Task directions —
Where a line of the records contains the word "query", show that line.

Records for this task —
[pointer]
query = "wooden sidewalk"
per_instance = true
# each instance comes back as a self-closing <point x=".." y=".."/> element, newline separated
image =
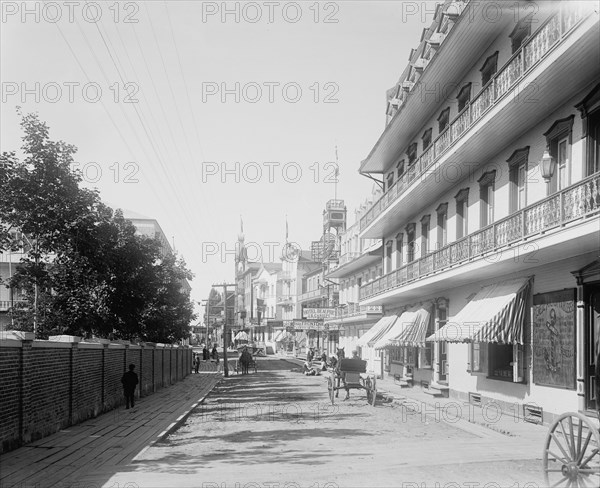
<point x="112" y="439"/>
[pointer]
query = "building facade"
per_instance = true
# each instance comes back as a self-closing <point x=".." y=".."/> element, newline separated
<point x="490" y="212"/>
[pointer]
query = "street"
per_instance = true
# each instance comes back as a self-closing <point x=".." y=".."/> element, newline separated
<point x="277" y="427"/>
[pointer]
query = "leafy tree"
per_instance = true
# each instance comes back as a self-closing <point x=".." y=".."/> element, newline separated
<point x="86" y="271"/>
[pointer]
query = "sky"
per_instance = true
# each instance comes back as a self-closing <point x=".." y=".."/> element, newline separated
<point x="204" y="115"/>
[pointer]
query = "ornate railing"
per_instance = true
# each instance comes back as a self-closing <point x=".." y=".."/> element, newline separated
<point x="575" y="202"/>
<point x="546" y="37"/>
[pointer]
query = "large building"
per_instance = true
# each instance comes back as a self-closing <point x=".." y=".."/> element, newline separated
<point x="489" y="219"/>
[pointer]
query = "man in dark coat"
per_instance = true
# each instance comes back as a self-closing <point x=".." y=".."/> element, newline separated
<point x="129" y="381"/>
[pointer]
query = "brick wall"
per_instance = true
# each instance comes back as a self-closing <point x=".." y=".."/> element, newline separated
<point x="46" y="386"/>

Solution for this task —
query = "wooden sidewalk"
query = "building facade"
query = "street"
query = "leafy tree"
query = "sky"
query = "ornate railing"
query = "large building"
query = "man in dark coat"
query = "brick wall"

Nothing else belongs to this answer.